On 03/23/2014 17:51, Michał Górny wrote:
> Dnia 2014-03-23, o godz. 17:40:20
> Joshua Kinard <ku...@gentoo.org> napisał(a):
> 
>> On 03/23/2014 17:05, Michał Górny wrote:
>>> Dnia 2014-03-23, o godz. 16:27:43
>>> Joshua Kinard <ku...@gentoo.org> napisał(a):
>>>
>>>> On 03/23/2014 15:44, Michał Górny wrote:
>>>>> Tags, on the other hand, are more 'live'. They place the package
>>>>> somewhere in the 'global' tag hierarchy that can change over time.
>>>>> I expect that people other than maintainers will be adding tags to
>>>>> packages (and changing them), and that people will invent new tags
>>>>> and apply them to more packages.
>>>>>
>>>>> So, first of all, your solution would mean that every commit adding
>>>>> a new tag or changing one of the tags would modify the package
>>>>> metadata.xml. This means a Manifest update and a ChangeLog entry (please
>>>>> don't get into more rules for ChangeLogs now), and this means it will be
>>>>> harder to find actually useful entries there.
>>>>>
>>>>> So we make tag updates harder, and increase time and size of rsync.
>>>>
>>>> Instead of individual <tag> lines in metadata.xml for each tag, why not a
>>>> single <tags> line that contains a comma-delimited list of up to five tags,
>>>> whitespace optional?  That should help reduce the "fluff" of the tree by
>>>> adding this feature.

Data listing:
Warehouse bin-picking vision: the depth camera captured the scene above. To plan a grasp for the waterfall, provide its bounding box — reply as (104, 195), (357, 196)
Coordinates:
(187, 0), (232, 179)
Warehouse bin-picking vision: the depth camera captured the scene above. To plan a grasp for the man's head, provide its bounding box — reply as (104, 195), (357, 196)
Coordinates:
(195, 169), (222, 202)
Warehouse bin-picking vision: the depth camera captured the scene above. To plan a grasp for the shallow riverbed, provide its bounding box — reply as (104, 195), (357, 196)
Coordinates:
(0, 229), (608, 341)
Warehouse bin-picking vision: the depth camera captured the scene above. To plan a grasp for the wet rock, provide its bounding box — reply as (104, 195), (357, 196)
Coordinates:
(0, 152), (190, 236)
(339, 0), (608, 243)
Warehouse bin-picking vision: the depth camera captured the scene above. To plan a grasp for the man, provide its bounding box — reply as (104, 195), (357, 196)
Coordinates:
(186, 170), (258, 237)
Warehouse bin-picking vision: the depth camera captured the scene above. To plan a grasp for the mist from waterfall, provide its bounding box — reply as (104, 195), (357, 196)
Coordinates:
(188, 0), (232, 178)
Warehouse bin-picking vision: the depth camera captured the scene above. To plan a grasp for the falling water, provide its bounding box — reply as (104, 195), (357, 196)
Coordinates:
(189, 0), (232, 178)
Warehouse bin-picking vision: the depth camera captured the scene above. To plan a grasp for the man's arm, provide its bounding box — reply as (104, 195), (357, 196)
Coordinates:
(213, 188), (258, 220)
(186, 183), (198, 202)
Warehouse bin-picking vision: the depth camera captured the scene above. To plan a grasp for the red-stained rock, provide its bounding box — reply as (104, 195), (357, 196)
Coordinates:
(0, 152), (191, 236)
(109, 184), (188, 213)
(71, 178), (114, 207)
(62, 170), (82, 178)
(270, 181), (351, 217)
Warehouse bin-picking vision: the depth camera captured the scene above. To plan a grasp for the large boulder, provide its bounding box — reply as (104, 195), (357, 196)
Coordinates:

Set tasks
**1)** Translate this sentence from the thread on package tags into Spanish: "So we make tag updates harder, and increase time and size of rsync."
**2)** Write out the part of the thread on package tags that opens with the words containing "On 03/23/2014 17:51, Michał" and closes with "to more packages.", reproducing it word for word.
The lines above were taken from a different source than the text.

Worked answers
**1)** Así que hacemos más difíciles las actualizaciones de etiquetas y aumentamos el tiempo y el tamaño de rsync.

**2)**
On 03/23/2014 17:51, Michał Górny wrote:
> Dnia 2014-03-23, o godz. 17:40:20
> Joshua Kinard <ku...@gentoo.org> napisał(a):
> 
>> On 03/23/2014 17:05, Michał Górny wrote:
>>> Dnia 2014-03-23, o godz. 16:27:43
>>> Joshua Kinard <ku...@gentoo.org> napisał(a):
>>>
>>>> On 03/23/2014 15:44, Michał Górny wrote:
>>>>> Tags, on the other hand, are more 'live'. They place the package
>>>>> somewhere in the 'global' tag hierarchy that can change over time.
>>>>> I expect that people other than maintainers will be adding tags to
>>>>> packages (and changing them), and that people will invent new tags
>>>>> and apply them to more packages.